*EXERCISE DETAILS:*
In the material below, retype the stretch from the line containing "query (the noun phrase to segment): cable" through the line containing "172), (80, 169)]", character for character.
* begin *
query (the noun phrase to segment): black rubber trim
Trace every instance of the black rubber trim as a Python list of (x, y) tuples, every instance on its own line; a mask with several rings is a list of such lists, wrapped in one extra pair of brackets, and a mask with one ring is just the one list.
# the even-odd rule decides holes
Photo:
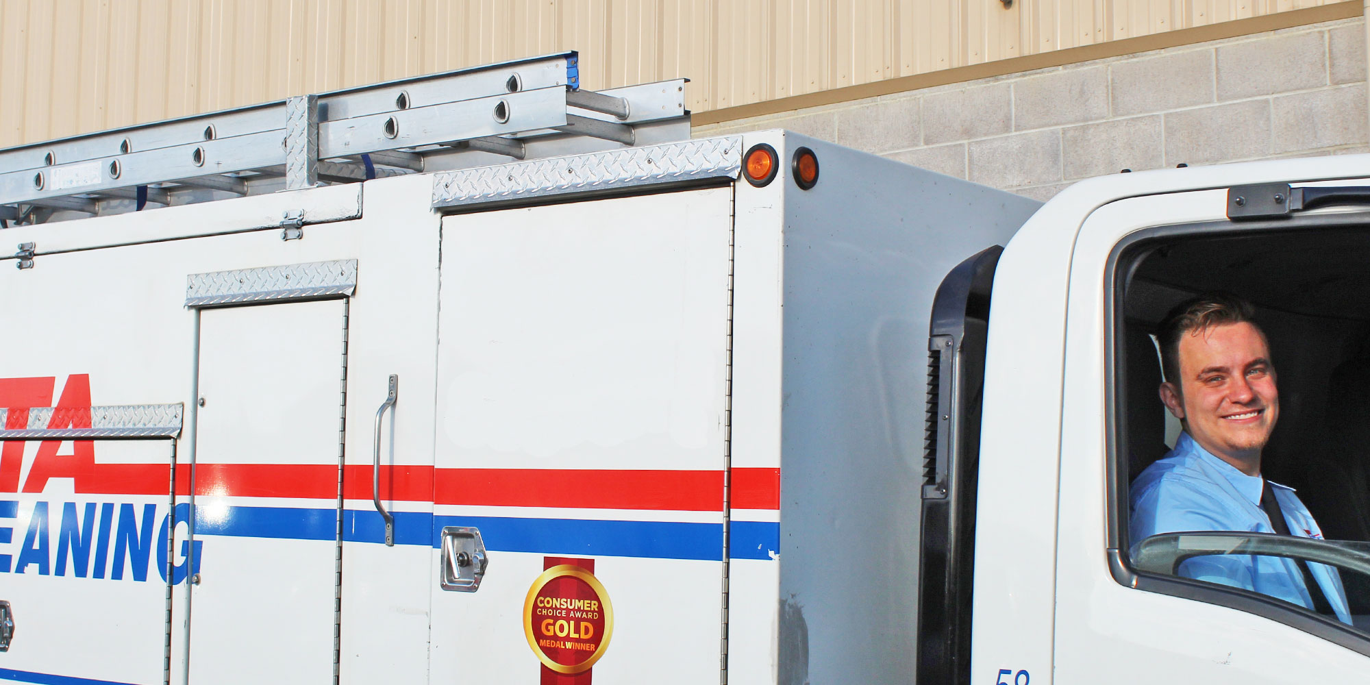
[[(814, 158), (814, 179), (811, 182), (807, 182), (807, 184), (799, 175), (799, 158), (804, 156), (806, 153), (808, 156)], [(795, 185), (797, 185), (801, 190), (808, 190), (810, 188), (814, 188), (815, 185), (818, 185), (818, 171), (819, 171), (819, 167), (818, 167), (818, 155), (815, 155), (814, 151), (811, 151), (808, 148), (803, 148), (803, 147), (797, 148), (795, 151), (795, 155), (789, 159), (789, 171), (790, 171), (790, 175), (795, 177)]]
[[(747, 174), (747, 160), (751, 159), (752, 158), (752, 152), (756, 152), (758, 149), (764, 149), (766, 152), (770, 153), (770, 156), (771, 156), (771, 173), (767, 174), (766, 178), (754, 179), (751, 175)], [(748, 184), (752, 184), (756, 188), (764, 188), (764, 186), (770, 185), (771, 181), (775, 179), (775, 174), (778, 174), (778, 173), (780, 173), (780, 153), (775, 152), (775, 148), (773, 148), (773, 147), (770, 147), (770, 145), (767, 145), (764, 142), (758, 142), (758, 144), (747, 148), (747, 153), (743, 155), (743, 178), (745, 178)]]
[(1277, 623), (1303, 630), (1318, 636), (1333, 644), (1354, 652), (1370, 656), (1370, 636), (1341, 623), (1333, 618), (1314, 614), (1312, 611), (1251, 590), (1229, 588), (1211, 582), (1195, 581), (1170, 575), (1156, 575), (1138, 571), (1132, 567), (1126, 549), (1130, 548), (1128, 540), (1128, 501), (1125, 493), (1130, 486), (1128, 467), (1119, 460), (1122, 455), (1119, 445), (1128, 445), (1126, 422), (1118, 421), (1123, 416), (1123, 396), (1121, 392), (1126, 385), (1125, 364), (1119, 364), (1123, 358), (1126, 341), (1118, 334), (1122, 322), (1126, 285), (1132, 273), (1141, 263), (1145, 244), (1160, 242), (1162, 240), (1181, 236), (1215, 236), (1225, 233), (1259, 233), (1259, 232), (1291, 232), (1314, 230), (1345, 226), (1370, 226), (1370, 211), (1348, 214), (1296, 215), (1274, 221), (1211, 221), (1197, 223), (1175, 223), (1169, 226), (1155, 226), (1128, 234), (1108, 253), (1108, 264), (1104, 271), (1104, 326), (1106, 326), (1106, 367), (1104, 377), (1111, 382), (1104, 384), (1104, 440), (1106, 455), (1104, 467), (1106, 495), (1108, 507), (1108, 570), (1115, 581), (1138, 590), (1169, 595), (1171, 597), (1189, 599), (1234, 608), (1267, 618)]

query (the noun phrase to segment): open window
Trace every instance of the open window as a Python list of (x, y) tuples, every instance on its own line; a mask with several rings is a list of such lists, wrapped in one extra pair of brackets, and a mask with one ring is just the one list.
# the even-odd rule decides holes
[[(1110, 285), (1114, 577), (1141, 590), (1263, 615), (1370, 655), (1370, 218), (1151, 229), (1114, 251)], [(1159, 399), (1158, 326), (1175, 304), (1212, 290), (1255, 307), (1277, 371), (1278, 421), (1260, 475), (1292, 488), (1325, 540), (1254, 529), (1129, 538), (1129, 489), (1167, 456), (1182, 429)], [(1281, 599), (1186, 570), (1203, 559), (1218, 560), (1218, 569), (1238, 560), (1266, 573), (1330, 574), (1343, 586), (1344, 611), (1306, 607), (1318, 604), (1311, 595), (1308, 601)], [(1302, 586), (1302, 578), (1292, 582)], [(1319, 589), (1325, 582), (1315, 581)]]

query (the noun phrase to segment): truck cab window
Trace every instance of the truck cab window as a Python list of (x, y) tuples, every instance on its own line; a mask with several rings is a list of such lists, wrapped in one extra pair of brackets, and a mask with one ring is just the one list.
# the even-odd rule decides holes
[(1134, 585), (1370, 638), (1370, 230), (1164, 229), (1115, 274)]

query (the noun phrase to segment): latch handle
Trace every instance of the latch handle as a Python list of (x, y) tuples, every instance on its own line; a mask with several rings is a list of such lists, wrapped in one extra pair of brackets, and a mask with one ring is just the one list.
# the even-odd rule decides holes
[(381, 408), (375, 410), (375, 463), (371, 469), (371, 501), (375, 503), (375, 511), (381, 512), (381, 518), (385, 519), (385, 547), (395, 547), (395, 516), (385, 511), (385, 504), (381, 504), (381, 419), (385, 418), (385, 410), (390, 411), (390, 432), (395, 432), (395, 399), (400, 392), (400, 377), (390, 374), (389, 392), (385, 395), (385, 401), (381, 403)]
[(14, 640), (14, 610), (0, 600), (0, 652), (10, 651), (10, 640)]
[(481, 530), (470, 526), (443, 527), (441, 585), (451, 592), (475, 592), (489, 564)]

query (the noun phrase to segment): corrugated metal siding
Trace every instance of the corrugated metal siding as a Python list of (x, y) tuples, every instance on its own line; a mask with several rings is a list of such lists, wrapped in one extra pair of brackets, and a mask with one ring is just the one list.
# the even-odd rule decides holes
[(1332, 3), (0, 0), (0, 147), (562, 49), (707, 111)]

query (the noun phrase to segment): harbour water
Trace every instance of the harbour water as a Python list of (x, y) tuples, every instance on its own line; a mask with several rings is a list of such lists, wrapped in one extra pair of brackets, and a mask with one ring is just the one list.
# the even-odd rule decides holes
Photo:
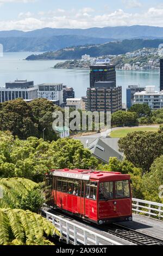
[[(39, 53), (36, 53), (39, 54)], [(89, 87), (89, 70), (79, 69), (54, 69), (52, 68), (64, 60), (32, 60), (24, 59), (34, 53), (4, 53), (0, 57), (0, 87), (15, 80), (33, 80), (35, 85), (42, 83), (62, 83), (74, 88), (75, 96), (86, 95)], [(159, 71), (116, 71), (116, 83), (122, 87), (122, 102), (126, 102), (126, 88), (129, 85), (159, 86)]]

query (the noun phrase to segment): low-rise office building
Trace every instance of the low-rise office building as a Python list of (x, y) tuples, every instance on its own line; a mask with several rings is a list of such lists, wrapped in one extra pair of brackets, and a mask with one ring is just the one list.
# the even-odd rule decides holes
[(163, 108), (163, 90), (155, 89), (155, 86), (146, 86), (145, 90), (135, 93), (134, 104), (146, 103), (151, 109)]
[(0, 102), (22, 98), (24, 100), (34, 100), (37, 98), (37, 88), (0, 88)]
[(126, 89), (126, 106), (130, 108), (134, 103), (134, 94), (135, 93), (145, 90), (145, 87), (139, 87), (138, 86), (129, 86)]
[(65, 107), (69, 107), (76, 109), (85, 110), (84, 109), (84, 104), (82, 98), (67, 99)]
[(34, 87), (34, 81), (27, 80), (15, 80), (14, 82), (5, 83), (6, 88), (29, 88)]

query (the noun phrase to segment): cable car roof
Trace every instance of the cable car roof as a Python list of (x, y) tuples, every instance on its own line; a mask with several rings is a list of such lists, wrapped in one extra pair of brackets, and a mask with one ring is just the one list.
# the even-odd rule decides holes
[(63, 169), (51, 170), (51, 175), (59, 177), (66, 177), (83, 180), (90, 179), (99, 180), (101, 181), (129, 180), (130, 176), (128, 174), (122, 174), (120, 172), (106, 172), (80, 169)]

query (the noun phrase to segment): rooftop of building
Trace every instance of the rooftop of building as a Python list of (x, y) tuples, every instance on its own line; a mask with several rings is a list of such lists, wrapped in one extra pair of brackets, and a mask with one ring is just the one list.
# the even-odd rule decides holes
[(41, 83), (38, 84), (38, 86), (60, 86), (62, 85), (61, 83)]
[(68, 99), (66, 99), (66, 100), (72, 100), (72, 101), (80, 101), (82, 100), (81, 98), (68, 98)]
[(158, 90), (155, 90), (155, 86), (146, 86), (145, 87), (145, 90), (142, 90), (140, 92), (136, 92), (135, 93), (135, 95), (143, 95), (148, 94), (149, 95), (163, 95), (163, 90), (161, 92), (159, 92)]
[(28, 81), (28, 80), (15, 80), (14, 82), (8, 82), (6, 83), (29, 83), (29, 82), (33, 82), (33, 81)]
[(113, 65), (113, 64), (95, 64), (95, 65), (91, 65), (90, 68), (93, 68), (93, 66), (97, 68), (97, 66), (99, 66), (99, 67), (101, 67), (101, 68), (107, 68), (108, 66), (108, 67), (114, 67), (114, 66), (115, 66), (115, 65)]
* end *
*SOLUTION TO THIS PROBLEM:*
query (the noun phrase to segment): cable car roof
Trace every instance of the cable car roof as a Python list of (x, y) tuples, every instance on its own line; a mask with several rings is a list of such lists, wrapped in one extra pair of brackets, and a mask with one ring is just the one list.
# the even-odd rule decides holes
[(63, 169), (51, 170), (51, 175), (59, 177), (66, 177), (83, 180), (90, 179), (99, 180), (101, 181), (129, 180), (130, 176), (128, 174), (122, 174), (120, 172), (106, 172), (80, 169)]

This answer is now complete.